Work instruction -> Retype the portion of the surgical follow-up excerpt that starts with the words "Of 110 patients, 96" and finishes with "followed-up in clinic.".

Document extract ->
* * * * * * * * *
Eighty-five of these operative patients (77%) returned to follow-up clinic one week post-operatively. Seven patients developed POC (< seven days postoperatively) (8%) (Table 2) with most (72%) being Clavien-Dindo grade I or II. There were two surgical site infections (SSI) (2%), and four wound dehiscences (4%). There were three unplanned readmissions (3%): one patient was admitted for treatment of a deep venous thrombosis, one patient with a SSI/wound dehiscence was admitted for local wound care, and one patient with significant scrotal edema was admitted for pain control and intravenous antibiotics. Another patient required a reoperation (< 1%) for debridement of a Pseudomonas infection of her skin graft following a mastectomy for a necrotic breast mass. Finally, one patient suffered a neurologic event during surgery and was transferred to rehab following his recovery. 

Table 2: Postoperative Complications

Variable	All 2014-2015 patients (7-day post-op) (n = 110) n (%)	Follow-up Cohort (> 1-year post-op) (n = 34) n (%)	p-value
Length of Hospital Stay (days), average (range)	2 (0-13)	2 (0-8)	0.74
Patients who developed POC Clavien-Dindo I Clavien-Dindo II Clavien-Dindo III Clavien-Dindo IV	7 (6) 2 (29) 3 (43) 1 (14) 1 (14)	2 (6) 0 2 (6) 0 0	0.65
Surgical site infections (SSI)	2 (2)	2 (6)	1.00
Wound dehiscence	4 (4)	1 (3)	1.00
Sepsis	0	0	--
Readmission	3 (3)	0	--
Reoperation	1 (<1)	0	--
Inguinal Hernia Repair Complications Chronic groin pain Hernia recurrence	-- --	0 1 (3)	--
Open Prostatectomy Complications Urethral Stricture Impotence Incontinence	-- -- --	0 2 (25) 0	--

Of 110 patients, 96 (87%) had phone numbers recorded. Phone contact was achieved in 25 (23%) of these patients and 13 (12%) of the patients reached by phone subsequently returned to clinic. Long-term follow-up was obtained in a total of 34 (31%) patients. Twenty (59%) of these follow-up patients returned to clinic and 14 (42%) follow-up patients who could not return to clinic were solely interviewed over the phone. Seven patients (21%) who were not contacted via mobile phone returned to clinic (Figure 2). Prior to using mobile phones to facilitate follow-up (i.e., during 2014 and 2015 post-operative clinics), a total of only four operative patients followed-up in clinic.

Figure 2. Follow-up Methods (> 1 year postoperative)
* * * * * * * * *
Source records ->
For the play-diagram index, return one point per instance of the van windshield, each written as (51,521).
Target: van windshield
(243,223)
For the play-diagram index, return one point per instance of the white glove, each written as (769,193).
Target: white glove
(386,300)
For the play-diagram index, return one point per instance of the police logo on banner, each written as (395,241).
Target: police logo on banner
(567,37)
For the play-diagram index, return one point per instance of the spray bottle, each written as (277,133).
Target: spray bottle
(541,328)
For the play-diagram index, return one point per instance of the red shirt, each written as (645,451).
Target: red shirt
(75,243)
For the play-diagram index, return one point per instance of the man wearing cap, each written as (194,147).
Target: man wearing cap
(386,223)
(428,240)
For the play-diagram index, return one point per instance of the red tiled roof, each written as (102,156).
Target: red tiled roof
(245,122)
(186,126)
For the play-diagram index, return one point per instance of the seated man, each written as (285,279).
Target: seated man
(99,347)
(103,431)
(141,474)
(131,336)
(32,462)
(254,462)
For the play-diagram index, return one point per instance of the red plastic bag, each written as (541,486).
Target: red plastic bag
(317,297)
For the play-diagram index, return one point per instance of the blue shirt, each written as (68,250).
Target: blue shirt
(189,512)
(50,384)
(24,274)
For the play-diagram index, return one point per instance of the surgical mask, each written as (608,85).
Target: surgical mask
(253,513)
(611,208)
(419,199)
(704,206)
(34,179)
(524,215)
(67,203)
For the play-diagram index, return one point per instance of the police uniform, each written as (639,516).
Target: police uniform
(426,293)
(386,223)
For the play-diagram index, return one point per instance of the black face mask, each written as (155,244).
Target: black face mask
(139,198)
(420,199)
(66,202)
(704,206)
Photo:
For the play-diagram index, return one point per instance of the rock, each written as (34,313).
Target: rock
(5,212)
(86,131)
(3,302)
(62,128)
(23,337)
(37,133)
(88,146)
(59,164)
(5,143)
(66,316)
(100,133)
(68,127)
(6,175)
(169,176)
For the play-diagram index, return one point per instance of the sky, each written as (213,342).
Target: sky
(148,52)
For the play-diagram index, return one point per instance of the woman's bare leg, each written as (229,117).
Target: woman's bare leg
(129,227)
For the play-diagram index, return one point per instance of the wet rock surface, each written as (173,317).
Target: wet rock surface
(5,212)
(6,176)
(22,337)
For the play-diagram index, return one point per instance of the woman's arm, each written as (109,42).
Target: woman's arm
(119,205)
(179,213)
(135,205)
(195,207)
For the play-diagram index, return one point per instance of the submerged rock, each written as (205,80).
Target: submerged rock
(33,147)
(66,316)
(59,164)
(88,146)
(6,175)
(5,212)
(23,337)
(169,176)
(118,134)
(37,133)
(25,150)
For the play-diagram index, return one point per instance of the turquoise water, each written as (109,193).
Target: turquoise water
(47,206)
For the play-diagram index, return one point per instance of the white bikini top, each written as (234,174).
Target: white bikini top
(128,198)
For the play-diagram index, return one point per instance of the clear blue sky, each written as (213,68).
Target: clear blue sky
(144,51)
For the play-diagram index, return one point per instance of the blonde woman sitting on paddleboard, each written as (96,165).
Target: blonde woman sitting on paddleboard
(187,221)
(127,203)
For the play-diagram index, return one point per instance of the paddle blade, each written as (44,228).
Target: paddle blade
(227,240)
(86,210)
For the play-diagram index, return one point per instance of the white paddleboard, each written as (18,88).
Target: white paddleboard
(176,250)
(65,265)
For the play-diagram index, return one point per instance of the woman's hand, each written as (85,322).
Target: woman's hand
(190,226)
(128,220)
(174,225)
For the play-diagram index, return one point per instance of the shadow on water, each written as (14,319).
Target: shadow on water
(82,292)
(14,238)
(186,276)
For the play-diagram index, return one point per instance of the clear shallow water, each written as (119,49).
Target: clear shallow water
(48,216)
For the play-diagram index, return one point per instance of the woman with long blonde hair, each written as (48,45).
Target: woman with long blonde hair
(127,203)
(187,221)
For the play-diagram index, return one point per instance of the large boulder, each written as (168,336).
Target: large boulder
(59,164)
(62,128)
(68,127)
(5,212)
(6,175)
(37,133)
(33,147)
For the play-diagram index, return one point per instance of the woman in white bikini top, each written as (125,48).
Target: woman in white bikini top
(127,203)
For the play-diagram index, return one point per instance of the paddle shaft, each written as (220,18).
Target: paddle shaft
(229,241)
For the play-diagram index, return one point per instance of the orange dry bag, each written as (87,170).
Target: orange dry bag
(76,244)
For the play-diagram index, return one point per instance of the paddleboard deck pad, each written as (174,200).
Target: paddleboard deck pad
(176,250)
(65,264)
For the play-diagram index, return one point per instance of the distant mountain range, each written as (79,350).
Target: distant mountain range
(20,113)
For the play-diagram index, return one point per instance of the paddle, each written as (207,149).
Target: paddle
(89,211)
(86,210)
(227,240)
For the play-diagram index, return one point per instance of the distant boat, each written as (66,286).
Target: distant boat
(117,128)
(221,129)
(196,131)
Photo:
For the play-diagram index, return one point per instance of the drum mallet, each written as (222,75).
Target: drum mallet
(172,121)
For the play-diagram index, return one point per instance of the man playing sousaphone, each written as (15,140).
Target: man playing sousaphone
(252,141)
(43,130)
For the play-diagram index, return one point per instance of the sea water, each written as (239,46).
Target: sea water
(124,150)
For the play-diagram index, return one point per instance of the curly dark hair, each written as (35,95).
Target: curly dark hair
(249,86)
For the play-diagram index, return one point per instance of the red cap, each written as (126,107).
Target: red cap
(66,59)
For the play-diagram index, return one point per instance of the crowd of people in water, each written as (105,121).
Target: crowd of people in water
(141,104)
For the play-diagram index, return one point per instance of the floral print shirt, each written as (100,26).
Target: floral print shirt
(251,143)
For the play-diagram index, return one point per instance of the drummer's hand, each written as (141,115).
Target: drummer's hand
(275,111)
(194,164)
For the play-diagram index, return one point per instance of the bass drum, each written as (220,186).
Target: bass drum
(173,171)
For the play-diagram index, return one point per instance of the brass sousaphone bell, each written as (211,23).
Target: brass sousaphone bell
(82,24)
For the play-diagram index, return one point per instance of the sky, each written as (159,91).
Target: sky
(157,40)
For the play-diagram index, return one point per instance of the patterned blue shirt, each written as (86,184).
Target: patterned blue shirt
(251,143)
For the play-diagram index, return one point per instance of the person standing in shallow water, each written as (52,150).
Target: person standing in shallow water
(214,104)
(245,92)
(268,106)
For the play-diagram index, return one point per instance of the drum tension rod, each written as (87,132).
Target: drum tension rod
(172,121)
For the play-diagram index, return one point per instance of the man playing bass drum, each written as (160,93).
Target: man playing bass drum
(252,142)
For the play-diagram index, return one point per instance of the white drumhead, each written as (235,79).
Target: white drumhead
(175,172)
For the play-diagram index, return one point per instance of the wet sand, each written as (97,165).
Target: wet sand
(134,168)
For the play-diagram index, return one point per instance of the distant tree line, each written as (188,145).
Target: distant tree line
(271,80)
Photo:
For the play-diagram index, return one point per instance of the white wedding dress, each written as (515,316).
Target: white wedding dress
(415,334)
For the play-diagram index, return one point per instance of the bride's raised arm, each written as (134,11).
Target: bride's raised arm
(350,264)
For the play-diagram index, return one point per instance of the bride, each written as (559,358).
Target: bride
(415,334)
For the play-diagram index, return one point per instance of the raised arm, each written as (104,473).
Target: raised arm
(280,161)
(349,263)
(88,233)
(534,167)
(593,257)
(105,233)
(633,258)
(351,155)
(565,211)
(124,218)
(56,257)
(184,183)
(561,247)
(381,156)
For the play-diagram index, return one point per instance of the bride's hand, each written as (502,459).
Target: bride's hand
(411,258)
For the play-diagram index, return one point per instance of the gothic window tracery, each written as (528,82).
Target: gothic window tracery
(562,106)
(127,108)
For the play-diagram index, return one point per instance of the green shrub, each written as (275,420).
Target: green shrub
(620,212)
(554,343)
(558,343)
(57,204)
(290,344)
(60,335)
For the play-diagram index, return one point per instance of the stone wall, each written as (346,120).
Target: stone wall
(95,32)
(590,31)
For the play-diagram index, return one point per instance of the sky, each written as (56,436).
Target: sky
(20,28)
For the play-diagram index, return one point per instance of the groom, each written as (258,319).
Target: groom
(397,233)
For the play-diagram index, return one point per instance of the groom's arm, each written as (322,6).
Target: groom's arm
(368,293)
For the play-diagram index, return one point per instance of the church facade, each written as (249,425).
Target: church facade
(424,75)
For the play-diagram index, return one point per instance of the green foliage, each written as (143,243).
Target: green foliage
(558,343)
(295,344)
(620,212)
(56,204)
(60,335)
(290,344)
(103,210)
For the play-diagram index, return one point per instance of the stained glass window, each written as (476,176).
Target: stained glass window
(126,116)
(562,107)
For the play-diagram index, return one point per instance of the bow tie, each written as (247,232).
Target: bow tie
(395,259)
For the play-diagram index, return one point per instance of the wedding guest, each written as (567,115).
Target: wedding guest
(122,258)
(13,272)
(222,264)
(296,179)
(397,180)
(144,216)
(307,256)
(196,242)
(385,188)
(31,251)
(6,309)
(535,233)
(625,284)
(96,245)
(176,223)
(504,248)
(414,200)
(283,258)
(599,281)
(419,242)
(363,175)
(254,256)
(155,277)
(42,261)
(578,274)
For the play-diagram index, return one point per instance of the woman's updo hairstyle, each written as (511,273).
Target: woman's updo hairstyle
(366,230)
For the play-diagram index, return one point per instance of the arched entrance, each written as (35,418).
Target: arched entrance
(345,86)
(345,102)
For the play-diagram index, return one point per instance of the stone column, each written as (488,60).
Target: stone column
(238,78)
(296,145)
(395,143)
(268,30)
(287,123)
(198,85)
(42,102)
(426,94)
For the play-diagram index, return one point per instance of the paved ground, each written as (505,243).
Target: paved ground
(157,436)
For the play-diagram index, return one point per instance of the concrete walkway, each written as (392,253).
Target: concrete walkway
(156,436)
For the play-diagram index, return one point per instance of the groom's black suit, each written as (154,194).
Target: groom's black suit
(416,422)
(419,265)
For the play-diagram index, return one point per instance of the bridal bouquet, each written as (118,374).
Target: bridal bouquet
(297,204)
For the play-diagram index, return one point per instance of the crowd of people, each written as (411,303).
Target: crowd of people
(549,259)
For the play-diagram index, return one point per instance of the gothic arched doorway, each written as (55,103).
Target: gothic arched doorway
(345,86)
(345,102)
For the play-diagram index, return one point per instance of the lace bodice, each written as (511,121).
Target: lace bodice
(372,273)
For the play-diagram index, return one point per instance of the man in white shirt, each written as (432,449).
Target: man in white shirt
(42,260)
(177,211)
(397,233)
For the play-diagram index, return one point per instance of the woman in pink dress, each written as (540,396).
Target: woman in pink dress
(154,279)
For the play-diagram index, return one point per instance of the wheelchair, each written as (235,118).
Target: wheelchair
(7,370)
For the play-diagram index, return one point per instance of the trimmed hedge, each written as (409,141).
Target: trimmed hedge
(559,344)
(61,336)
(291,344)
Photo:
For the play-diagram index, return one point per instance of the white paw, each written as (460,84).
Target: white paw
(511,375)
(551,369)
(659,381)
* * * * * * * * *
Completed task ->
Of 110 patients, 96 (87%) had phone numbers recorded. Phone contact was achieved in 25 (23%) of these patients and 13 (12%) of the patients reached by phone subsequently returned to clinic. Long-term follow-up was obtained in a total of 34 (31%) patients. Twenty (59%) of these follow-up patients returned to clinic and 14 (42%) follow-up patients who could not return to clinic were solely interviewed over the phone. Seven patients (21%) who were not contacted via mobile phone returned to clinic (Figure 2). Prior to using mobile phones to facilitate follow-up (i.e., during 2014 and 2015 post-operative clinics), a total of only four operative patients followed-up in clinic.